▶ WORK TO BE COMPLETED:
Can you rewrite the records below, replacing "white semi truck" with "white tractor-trailer" everywhere and leaving everything else unchanged?

━━━━━ DATA TO USE ━━━━━

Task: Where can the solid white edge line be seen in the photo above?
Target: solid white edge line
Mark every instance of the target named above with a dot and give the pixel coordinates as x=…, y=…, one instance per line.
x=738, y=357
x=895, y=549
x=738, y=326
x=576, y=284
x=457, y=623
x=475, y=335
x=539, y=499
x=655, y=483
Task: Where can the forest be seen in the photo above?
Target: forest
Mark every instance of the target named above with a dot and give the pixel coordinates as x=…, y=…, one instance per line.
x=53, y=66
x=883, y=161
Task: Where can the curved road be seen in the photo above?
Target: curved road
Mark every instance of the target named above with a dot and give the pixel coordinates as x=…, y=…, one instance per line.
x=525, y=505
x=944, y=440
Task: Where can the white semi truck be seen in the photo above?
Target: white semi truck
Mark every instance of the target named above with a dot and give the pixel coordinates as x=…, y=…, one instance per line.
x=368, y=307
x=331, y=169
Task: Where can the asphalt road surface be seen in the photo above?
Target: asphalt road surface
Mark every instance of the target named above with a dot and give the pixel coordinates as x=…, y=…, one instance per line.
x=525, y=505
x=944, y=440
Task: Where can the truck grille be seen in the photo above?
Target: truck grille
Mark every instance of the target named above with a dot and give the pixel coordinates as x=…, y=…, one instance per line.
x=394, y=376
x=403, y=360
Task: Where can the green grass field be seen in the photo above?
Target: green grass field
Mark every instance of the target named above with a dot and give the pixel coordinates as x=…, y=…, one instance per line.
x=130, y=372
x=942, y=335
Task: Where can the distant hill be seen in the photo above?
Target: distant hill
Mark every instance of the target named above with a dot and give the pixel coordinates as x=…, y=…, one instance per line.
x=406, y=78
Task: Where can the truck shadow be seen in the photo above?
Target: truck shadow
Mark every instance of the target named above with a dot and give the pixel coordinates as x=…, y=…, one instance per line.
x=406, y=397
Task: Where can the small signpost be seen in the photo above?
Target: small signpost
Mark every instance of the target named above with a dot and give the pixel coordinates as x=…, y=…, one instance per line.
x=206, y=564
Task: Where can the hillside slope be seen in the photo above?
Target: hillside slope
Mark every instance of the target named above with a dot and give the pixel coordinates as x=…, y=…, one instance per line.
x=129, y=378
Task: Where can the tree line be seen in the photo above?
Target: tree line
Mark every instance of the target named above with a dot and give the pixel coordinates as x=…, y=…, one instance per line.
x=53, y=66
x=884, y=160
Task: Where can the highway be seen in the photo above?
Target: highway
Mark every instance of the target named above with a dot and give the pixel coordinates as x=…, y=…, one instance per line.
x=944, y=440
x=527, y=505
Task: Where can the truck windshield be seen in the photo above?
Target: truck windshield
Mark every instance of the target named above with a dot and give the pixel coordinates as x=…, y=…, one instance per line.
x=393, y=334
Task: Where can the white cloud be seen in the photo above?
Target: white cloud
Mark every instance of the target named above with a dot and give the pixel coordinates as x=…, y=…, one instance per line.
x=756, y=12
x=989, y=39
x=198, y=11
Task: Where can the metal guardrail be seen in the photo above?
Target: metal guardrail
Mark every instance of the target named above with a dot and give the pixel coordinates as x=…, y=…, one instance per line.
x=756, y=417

━━━━━

▶ WRITTEN SOLUTION:
Task: Where can the solid white edge line be seen in the photo above?
Target: solid white edge line
Mark every instance of the target named above with a dot and give the pixel coordinates as x=…, y=…, one instance per line.
x=738, y=357
x=895, y=549
x=738, y=326
x=576, y=284
x=457, y=623
x=475, y=335
x=539, y=499
x=655, y=483
Task: Where can the forest be seen in the photo above?
Target: forest
Mark every instance of the target named above with a dot and give the pixel coordinates as x=…, y=…, one instance per line.
x=53, y=66
x=883, y=161
Task: Where can the curved road be seen in the photo above?
Target: curved road
Mark every instance of the target named above with a dot and give the pixel coordinates as x=…, y=…, one instance per line.
x=525, y=505
x=944, y=440
Task: Where can the white tractor-trailer be seen in the photo above?
Target: white tractor-trailer
Mark every instance of the target named above with a dot and give the pixel coordinates as x=…, y=…, one instance per line.
x=368, y=307
x=331, y=169
Task: Where can the asphalt road surface be seen in the photo above?
Target: asphalt road surface
Mark every instance of the target named above with a dot and give the pixel coordinates as x=…, y=…, one instance per line.
x=525, y=505
x=944, y=440
Task: Where can the truck grille be seen in the photo above?
Target: truck grille
Mark every instance of the target named above with a dot and give the pixel coordinates as x=…, y=…, one instance per line.
x=394, y=376
x=403, y=360
Task: Where can the green grass field be seen in the photo above?
Target: green grass field
Mark every instance of the target named above with a dot and give the pixel coordinates as x=…, y=…, one instance per line.
x=130, y=372
x=942, y=335
Task: Where can the distant hill be seen in the photo above?
Target: distant hill
Mark every instance of the target named above with a dot and give the pixel coordinates as x=…, y=…, one instance per line.
x=406, y=78
Task: Where can the truck shadow be seen in the photo above?
Target: truck shadow
Mark every instance of the target named above with a dot and give the pixel coordinates as x=…, y=…, one instance per line.
x=406, y=397
Task: Where can the small signpost be seen in the photo above?
Target: small signpost
Mark every instance of the target named above with a dot and give the pixel coordinates as x=…, y=…, one instance per line.
x=206, y=564
Task: Where can the hillside slope be seen in the photo above?
Target: hillside slope
Mark every instance of the target named above with a dot and give the pixel coordinates as x=…, y=…, one instance per line.
x=129, y=378
Task: Where can the tree line be seen in the photo above?
Target: tree line
Mark every instance of the target named above with a dot and give the pixel coordinates as x=…, y=…, one instance per line.
x=53, y=66
x=884, y=160
Task: Where can the highway be seen in the photo above?
Target: highway
Mark every instance of the target named above with a dot and give the pixel coordinates as x=…, y=…, one instance per line.
x=944, y=440
x=527, y=505
Task: Where can the truck windshield be seen in the photo above?
Target: truck windshield
Mark every instance of the target named above with a dot and give the pixel coordinates as x=…, y=…, one instance per line.
x=393, y=334
Task: Where can the white cloud be seen in the photo above?
Target: white cloud
Mark every instance of the target named above with a dot and give the pixel coordinates as x=…, y=…, one instance per line.
x=756, y=12
x=989, y=39
x=198, y=11
Task: Where can the metal guardrail be seen in the photo above?
Target: metal guardrail
Mark every instance of the target named above with a dot and give the pixel coordinates as x=…, y=…, one instance per line.
x=756, y=417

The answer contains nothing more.